--- START Excerpted passage ---

# Quapropter rogemus Dominum



## KsSp

Hello. 
Here is the next sentence from the mysterious (for us) passage from Homily 38 on Luke by Origen. 
'Quapropter rogemus Dominum, ut omnes emamus potius quam vendamus.'
Here is the result of an attempt to understand it:
'That is why we ask God for everything we buy to be better than what we sell'.
Actually, it is the whole paragraph that is difficult to understand, as some of the sentences seem to be unrelated. Here is the link to the page with the paragraph in question (this piece is highlighted in yellow; the link will take you to Google Books, so nothing dangerous there). 
So the question is, if this translation is more or less close to what the original sentence means, what does it mean in this context? How is doves being beautiful and not selling doves (as this means selling the Holy Spirit) related to the wish for purchases to be better than what is being sold and the sentence that follows: 'Si enim non vendiderimus, cognoscimus et intelligimus salutem nostrum : alioquin inimici circumdabunt urbem nostrum', which we take to mean 'If we do not sell, we will learn and understand our salvation...'. (Not sure if there is the 'if - then' relation between 'vendiderimus' and 'cognoscimus', but since there is a kind of 'else' in the clause after ':', it appears to be so.)
Thank you!


----------



## Scholiast

Dear Friends everywhere

_Quapropter rogemus Dominum, ut omnes emamus potius quam vendamus..._

'For this reason, let us ask God, that we may all seek to buy, rather than sell, them [doves, that is].*

Unfortunately the theological and indeed scriptural reference has escaped me here. Perhaps KsPs can enlighten me further, for I would love to be able to comment more helpfully.

I'm recognising the passage out of Jerome's _Homilies _(XXXVIII) on Luke's _Gospel_, but not quite home yet.

As always

Σ

*I am now told, by a much more expert biblical scholar than I am, that in Jesus' time doves and other fowl were on sale for sacrifice in the ancient Temple of Jerusalem. Her, my friend's, scholarship is impeccable, and she also knows Hebrew, which (sadly) I do not.

--- END Excerpted passage ---
--- START Extracted material ---

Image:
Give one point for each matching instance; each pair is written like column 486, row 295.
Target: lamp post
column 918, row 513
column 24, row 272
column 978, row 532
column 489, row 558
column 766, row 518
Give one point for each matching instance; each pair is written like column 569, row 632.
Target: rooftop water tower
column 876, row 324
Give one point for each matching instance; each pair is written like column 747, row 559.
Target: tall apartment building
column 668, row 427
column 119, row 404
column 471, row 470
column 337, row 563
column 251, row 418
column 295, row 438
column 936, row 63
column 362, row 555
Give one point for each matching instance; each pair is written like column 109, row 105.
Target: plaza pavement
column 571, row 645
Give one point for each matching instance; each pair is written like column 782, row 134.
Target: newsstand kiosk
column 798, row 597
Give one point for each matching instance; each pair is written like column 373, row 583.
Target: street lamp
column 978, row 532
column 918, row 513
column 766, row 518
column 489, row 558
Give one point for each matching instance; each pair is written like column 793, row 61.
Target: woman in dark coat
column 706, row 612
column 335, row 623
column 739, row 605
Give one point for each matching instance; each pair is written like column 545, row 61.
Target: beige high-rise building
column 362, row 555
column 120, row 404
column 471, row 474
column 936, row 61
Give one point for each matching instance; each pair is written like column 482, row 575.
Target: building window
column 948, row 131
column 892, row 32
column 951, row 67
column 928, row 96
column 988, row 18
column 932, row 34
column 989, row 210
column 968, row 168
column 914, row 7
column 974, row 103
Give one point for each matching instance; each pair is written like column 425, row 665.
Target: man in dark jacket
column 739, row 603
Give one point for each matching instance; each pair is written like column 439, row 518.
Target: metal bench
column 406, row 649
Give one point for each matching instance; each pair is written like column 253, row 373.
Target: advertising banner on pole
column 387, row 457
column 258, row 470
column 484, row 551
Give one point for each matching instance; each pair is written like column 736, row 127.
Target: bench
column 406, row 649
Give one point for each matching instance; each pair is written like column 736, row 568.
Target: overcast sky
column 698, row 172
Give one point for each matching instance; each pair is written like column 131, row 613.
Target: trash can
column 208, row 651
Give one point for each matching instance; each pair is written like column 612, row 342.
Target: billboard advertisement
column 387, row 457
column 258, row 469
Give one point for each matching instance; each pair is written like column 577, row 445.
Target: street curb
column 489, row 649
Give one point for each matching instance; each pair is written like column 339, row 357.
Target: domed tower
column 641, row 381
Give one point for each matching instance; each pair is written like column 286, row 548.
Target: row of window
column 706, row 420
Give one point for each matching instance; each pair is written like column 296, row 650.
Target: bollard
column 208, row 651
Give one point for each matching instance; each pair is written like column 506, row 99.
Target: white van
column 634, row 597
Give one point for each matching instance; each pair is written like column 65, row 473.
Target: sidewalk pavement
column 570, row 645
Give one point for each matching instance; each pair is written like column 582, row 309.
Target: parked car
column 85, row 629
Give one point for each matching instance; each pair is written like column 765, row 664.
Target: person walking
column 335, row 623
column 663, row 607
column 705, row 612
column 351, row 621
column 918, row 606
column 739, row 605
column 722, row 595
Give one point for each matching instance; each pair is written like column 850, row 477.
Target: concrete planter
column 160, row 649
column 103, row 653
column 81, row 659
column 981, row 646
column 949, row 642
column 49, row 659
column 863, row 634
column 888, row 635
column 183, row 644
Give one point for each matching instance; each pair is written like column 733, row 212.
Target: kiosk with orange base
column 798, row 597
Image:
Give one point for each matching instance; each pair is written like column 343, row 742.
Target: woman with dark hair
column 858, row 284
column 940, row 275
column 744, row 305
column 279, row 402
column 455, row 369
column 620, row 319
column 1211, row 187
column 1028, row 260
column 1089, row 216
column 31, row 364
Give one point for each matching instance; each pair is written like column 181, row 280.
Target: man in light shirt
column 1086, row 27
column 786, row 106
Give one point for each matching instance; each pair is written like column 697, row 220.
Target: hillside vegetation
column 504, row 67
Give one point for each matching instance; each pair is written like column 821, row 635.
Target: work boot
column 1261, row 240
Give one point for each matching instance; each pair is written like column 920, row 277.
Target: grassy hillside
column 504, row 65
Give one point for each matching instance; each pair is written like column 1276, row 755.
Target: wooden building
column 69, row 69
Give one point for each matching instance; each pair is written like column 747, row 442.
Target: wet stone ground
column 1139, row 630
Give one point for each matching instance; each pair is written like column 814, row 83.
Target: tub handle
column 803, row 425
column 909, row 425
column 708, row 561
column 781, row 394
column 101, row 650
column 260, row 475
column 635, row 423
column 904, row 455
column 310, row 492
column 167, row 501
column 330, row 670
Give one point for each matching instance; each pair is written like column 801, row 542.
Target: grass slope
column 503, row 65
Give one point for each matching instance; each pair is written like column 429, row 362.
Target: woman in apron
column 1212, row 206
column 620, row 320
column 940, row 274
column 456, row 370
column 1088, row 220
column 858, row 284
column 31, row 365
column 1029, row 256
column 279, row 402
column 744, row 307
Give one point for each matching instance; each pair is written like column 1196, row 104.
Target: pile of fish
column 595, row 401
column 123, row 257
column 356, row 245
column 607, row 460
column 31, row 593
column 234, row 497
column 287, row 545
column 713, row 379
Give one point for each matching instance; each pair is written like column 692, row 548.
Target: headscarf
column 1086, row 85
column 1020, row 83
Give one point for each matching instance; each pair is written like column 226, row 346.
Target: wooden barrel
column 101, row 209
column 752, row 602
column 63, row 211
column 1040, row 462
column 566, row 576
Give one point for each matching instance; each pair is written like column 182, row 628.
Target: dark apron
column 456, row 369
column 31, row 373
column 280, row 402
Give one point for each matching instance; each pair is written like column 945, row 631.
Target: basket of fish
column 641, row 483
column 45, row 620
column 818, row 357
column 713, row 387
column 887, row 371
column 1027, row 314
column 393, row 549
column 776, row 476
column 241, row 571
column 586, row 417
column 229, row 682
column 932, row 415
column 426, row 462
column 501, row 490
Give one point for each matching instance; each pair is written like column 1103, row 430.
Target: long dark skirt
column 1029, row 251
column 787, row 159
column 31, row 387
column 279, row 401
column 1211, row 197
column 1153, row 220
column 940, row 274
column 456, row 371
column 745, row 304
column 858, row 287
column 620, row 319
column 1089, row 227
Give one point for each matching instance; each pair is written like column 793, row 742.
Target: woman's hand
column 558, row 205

--- END Extracted material ---

**Tasks to complete**
#1 Rewrite the paragraph of the Latin-translation thread that begins "Actually, it is the whole paragraph" as a short bulleted list that keeps its main facts.
#2 Decide whether each statement agrees with the Latin-translation thread. Answer yes or no for each, and quote the exact words of the thread that decide it.
(a) The first post says the sentence comes from Homily 38 on Luke by Origen.
(b) Scholiast says that he knows Hebrew.
(c) The second post says that in Jesus' time doves were sold for sacrifice in the Temple of Jerusalem.
#3 Reproduce word for word the part of the Latin-translation thread that opens with the words containing "Dear Friends everywhere" and closes with "quite home yet.".

**Solutions by task**
#1
- The whole paragraph is hard to understand because some of its sentences seem unrelated.
- A link leads to the page with the paragraph, and the piece in question is highlighted in yellow.
- The link goes to Google Books, so it is not dangerous.

#2
(a) Yes: "Here is the next sentence from the mysterious (for us) passage from Homily 38 on Luke by Origen."
(b) No: "she also knows Hebrew, which (sadly) I do not."
(c) Yes: "in Jesus' time doves and other fowl were on sale for sacrifice in the ancient Temple of Jerusalem."

#3
Dear Friends everywhere

_Quapropter rogemus Dominum, ut omnes emamus potius quam vendamus..._

'For this reason, let us ask God, that we may all seek to buy, rather than sell, them [doves, that is].*

Unfortunately the theological and indeed scriptural reference has escaped me here. Perhaps KsPs can enlighten me further, for I would love to be able to comment more helpfully.

I'm recognising the passage out of Jerome's _Homilies _(XXXVIII) on Luke's _Gospel_, but not quite home yet.